→ WHAT TO WORK ON
Of all the lines in the material, tally those containing the string "below", and report nothing but the total.

→ DATA
+ + + + + + +

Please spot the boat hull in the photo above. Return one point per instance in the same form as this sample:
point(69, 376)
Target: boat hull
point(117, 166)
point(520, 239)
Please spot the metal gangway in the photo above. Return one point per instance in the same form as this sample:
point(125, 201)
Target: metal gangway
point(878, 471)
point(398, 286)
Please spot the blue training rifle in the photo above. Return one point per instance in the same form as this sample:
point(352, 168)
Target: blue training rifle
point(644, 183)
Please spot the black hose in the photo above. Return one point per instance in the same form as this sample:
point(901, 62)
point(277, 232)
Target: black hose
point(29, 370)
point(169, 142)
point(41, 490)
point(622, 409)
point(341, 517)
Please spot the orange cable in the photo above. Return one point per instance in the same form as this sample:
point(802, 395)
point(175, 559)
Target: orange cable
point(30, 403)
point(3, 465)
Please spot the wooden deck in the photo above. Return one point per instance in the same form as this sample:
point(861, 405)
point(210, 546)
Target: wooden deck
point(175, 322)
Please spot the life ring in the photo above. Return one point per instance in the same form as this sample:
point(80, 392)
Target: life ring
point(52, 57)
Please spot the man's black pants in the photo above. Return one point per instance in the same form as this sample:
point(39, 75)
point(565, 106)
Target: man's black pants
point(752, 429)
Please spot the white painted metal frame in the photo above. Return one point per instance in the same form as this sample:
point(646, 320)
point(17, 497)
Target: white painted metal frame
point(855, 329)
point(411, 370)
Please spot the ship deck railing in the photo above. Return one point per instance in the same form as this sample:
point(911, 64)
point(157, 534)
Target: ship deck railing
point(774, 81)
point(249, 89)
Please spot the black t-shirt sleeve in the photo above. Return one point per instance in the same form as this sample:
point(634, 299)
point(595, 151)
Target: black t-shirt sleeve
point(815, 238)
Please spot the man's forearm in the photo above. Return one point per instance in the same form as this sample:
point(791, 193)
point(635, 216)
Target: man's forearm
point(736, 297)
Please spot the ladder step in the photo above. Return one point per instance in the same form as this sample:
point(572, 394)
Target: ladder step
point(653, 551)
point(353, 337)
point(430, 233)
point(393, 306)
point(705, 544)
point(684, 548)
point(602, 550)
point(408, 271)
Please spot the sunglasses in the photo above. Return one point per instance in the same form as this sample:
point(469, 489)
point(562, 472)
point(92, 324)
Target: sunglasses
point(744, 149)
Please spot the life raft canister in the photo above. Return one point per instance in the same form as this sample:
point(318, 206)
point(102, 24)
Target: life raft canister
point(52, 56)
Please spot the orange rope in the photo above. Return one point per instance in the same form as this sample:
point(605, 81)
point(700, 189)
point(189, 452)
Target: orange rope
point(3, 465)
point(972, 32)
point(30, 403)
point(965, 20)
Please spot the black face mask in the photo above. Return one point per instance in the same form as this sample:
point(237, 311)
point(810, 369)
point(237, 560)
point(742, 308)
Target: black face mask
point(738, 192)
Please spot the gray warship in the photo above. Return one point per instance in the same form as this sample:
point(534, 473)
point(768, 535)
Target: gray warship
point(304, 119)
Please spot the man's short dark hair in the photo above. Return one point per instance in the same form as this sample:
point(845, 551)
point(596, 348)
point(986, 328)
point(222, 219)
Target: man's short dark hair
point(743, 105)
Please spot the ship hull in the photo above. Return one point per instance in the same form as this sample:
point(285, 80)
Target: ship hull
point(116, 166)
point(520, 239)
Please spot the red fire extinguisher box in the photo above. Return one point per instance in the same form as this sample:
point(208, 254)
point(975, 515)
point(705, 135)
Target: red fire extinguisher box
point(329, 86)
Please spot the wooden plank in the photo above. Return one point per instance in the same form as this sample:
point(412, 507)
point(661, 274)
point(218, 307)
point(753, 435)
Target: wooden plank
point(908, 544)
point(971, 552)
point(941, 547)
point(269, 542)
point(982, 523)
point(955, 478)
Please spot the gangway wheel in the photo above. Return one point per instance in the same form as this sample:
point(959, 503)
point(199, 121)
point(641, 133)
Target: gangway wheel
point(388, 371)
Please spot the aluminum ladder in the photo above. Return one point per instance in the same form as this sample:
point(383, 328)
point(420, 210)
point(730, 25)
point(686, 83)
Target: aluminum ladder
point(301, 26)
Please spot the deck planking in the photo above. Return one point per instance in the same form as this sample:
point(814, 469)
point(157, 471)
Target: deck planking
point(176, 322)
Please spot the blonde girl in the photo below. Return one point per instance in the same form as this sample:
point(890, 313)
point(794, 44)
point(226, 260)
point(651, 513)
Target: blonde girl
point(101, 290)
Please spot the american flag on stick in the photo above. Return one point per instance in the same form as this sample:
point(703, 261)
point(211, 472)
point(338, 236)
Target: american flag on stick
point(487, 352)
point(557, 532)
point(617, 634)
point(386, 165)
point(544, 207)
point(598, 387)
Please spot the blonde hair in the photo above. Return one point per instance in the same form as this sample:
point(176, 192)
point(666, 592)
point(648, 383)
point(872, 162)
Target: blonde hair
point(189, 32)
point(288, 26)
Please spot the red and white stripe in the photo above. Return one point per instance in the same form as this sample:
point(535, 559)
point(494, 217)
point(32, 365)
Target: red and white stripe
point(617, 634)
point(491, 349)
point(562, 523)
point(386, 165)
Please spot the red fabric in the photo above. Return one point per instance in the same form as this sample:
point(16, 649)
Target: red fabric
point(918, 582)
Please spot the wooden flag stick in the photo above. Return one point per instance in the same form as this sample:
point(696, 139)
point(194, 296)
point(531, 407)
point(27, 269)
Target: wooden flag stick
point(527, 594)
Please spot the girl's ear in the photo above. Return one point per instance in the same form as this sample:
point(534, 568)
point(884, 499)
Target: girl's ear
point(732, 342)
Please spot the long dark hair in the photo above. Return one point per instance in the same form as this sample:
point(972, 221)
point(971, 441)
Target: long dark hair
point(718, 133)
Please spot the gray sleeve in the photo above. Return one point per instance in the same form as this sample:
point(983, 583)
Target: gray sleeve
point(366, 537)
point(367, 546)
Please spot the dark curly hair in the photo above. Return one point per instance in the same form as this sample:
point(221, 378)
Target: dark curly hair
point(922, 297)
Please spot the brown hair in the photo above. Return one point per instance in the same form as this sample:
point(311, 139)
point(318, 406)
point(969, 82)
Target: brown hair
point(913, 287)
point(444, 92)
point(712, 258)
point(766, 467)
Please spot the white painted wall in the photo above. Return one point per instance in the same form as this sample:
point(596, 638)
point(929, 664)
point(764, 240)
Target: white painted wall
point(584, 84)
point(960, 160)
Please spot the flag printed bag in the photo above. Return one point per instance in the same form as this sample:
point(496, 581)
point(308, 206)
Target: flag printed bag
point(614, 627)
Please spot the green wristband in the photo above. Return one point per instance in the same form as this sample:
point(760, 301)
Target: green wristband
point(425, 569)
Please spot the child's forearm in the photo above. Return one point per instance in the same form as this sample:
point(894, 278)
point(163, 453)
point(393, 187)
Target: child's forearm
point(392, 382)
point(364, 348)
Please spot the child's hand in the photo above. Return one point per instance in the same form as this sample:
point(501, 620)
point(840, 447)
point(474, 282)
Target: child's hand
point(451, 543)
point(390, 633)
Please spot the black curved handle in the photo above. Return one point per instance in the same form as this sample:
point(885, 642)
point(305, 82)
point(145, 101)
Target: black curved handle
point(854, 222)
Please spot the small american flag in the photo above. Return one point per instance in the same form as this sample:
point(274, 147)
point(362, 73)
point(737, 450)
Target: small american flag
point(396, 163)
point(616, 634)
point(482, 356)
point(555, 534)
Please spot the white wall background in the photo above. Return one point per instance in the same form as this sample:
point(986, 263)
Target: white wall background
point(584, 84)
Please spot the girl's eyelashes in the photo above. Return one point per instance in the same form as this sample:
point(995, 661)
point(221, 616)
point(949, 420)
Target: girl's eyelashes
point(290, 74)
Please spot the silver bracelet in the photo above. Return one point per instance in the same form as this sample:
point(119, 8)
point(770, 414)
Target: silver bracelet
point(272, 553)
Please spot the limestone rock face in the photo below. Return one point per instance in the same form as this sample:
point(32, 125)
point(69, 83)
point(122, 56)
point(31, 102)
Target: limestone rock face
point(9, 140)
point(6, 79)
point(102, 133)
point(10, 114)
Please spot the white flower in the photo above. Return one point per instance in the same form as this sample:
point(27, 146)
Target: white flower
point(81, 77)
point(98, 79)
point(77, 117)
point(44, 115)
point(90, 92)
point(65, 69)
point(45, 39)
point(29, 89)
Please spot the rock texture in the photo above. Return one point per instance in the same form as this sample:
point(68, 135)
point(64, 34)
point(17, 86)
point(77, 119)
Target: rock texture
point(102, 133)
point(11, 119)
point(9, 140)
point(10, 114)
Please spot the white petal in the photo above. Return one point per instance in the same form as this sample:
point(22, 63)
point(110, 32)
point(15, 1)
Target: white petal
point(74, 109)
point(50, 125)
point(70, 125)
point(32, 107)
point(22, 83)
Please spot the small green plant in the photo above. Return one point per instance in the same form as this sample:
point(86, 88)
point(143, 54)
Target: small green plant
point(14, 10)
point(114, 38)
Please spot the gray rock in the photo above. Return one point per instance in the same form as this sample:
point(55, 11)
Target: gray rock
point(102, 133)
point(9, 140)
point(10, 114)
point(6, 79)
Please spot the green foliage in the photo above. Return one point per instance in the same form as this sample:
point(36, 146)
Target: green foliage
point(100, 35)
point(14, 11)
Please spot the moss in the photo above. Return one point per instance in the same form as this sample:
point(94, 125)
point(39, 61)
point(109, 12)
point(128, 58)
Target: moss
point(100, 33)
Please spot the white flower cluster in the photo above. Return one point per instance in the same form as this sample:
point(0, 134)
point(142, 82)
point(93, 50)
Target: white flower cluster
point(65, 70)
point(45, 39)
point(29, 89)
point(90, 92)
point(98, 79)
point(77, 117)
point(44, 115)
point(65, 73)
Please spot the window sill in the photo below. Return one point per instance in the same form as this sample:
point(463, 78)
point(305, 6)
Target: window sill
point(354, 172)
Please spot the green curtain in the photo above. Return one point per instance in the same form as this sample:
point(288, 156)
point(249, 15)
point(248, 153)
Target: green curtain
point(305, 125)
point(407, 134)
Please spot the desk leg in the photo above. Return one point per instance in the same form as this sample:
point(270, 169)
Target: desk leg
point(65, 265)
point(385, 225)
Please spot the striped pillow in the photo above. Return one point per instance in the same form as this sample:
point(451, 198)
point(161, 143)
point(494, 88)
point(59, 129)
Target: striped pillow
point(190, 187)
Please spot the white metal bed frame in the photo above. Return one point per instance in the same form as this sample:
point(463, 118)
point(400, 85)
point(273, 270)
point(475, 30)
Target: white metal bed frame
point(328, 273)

+ + + + + + +

→ EXERCISE RESPONSE
3